*Description of the task*
Starting at the line with "For every instance of the dry" and going on through the line with "For every instance of the dark beard", reproduce each line in the records below exactly and nothing more.

-- Data under study follows --

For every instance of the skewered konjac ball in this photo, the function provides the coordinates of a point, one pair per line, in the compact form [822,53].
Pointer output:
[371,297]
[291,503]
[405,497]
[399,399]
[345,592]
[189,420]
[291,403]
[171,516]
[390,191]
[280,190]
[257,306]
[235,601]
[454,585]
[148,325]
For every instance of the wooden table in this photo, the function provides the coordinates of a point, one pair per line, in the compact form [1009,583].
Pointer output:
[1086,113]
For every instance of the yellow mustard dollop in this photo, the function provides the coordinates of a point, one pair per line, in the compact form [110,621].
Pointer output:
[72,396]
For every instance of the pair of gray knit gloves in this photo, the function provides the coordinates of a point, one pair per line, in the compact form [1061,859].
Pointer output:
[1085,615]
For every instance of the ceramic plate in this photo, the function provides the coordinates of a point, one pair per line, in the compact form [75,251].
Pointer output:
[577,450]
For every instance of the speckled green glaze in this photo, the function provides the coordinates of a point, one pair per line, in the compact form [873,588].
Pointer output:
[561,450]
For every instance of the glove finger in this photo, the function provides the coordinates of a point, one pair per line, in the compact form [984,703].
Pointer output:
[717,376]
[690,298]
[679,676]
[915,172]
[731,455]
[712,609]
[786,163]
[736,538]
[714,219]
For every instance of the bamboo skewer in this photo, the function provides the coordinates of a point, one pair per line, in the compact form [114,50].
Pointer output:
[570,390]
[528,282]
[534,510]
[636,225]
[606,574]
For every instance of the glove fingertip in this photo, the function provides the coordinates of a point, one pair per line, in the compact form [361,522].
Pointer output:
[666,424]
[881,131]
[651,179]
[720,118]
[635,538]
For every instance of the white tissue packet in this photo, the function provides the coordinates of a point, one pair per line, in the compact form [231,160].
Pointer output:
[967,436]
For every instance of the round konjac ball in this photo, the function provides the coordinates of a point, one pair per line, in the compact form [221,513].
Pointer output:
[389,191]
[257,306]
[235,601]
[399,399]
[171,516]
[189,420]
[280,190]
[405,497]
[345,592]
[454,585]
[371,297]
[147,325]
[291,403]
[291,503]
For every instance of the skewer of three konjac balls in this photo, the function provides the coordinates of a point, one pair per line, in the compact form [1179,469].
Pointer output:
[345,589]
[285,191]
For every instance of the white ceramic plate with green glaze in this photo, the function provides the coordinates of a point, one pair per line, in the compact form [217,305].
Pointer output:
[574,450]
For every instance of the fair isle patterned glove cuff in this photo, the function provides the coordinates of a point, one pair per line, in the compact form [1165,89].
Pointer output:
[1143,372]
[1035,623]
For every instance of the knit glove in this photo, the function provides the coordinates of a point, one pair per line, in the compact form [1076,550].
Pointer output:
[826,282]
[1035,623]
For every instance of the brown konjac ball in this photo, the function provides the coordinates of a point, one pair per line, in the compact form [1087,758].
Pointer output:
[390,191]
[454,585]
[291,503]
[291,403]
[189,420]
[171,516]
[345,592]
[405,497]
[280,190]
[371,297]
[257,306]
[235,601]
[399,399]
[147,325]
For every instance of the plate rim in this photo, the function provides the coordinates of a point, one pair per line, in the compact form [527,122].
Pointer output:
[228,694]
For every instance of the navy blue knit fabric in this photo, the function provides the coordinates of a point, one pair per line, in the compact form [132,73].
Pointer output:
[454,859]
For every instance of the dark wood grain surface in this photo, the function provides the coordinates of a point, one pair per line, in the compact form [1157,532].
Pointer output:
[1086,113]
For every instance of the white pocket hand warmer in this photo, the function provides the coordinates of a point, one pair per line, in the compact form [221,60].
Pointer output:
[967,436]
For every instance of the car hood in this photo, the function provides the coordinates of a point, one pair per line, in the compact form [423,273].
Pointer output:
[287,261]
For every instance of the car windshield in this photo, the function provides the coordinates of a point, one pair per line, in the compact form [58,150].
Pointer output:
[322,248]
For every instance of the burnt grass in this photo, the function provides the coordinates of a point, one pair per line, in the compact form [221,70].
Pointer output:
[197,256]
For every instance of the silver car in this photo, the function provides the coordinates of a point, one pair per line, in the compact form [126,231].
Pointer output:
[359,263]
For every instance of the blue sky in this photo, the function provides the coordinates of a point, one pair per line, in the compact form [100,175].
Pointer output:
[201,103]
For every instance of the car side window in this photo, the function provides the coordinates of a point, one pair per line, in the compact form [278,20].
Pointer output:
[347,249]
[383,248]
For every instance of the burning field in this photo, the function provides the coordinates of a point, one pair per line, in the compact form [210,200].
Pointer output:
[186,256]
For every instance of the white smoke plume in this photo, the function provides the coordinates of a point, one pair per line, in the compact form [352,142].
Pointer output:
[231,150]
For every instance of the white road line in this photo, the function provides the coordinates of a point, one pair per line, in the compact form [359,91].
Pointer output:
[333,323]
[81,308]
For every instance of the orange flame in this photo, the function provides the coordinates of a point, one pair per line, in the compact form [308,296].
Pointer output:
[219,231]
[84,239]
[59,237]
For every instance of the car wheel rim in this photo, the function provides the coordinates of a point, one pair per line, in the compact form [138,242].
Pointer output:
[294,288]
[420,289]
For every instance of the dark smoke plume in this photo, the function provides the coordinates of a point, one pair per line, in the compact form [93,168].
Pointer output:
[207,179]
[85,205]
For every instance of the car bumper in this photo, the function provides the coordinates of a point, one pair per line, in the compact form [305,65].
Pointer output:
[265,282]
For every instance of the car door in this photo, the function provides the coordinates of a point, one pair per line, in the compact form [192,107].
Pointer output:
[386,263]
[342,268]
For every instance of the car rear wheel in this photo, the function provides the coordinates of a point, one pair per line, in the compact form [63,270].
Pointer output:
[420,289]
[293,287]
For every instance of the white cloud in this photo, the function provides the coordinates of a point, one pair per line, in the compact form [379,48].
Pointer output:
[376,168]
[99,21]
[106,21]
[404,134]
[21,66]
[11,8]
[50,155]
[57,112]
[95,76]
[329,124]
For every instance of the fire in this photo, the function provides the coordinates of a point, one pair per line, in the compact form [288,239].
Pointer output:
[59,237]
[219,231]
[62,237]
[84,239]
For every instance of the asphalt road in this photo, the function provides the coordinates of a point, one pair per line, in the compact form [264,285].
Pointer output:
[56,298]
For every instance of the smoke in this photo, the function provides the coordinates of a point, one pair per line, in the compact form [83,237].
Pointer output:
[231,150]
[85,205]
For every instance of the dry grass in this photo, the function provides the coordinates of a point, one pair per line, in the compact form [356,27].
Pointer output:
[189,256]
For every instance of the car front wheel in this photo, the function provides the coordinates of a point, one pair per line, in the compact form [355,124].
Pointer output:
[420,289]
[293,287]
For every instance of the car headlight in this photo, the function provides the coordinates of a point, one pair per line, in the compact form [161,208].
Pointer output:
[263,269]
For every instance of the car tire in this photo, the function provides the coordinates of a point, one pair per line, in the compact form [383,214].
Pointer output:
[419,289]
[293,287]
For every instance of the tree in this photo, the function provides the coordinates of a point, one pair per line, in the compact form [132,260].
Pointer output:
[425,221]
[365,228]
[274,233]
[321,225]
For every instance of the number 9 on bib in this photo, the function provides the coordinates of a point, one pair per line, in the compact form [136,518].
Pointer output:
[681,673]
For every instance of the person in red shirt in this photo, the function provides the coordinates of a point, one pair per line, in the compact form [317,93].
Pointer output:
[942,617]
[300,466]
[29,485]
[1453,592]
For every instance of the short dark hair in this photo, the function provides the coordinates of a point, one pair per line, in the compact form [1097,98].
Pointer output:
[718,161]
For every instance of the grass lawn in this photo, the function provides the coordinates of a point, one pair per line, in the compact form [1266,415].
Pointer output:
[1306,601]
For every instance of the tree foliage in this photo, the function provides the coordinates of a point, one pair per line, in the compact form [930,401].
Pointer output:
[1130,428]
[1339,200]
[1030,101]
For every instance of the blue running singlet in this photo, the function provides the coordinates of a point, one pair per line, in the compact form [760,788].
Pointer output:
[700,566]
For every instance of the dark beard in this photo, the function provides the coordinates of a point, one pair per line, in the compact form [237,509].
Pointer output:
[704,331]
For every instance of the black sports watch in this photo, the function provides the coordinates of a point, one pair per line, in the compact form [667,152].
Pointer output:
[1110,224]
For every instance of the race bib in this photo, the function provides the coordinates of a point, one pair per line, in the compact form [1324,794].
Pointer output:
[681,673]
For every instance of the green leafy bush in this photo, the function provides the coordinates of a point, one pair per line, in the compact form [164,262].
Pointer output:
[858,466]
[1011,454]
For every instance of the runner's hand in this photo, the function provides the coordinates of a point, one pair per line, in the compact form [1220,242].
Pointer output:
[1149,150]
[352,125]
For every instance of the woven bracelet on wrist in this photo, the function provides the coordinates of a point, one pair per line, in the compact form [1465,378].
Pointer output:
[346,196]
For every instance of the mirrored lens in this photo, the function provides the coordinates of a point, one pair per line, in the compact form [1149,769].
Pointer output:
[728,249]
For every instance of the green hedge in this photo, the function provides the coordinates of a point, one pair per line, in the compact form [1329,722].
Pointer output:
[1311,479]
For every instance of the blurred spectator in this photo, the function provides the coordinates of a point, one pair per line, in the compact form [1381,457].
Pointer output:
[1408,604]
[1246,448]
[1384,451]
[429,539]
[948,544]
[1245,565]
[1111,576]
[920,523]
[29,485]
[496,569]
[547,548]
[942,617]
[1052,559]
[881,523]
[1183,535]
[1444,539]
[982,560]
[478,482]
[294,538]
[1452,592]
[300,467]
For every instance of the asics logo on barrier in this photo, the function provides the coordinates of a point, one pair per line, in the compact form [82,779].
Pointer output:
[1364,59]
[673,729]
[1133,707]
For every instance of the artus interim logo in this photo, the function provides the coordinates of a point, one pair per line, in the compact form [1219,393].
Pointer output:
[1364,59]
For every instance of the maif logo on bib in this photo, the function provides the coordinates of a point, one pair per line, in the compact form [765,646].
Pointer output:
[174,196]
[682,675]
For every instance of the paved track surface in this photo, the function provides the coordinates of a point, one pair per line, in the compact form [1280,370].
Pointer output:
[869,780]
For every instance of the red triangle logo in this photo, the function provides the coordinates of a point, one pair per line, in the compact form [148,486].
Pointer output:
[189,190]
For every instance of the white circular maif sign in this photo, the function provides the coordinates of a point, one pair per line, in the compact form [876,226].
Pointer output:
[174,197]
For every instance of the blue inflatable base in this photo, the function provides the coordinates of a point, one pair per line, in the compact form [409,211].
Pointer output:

-- Data under study concluded --

*The completed task*
For every instance of the dry grass in this photo, the function provides the coordinates of a point, one pair per line, in the compact form [356,27].
Pointer output:
[189,256]
For every instance of the car front wheel in this photo, the function provides the coordinates of a point, one pair per line, in the compact form [355,124].
Pointer output:
[420,289]
[293,287]
For every instance of the car headlight in this photo, the function provides the coordinates of a point, one pair per line, in the compact form [161,208].
Pointer output:
[263,269]
For every instance of the car tire in this photo, the function provides the coordinates of a point, one pair per line, in the compact form [383,214].
Pointer output:
[419,289]
[293,287]
For every instance of the tree in this photo, the function provides the coordinates of a point, one pair per line, in the compact form [132,260].
Pointer output:
[425,221]
[365,228]
[274,233]
[321,225]
For every instance of the number 9 on bib in this photo, the function provides the coordinates of a point, one pair per line, in the compact form [136,518].
Pointer output:
[681,673]
For every instance of the person in red shirt in this photo, the function provides the coordinates of a point, one pair per line, in the compact form [317,93].
Pointer output:
[942,617]
[300,466]
[29,485]
[1453,592]
For every instance of the short dark hair in this photo, the function provides the coordinates of a point, one pair per line, in the compact form [1097,98].
Pointer output:
[718,161]
For every instance of the grass lawn in this photo, the function provides the coordinates of a point, one pair per line, in the compact form [1266,415].
Pointer output:
[1306,601]
For every instance of the tree foliage in this photo, the function provides the coordinates of a point, one pair per line, in the compact form [930,401].
Pointer output:
[1130,428]
[1339,200]
[1030,101]
For every instance of the blue running singlet in this photo, the function provides the coordinates of a point, one pair per line, in the compact form [760,788].
Pointer output:
[700,566]
For every instance of the dark beard in this photo, the function provides the coordinates of a point, one pair per line, in the compact form [237,509].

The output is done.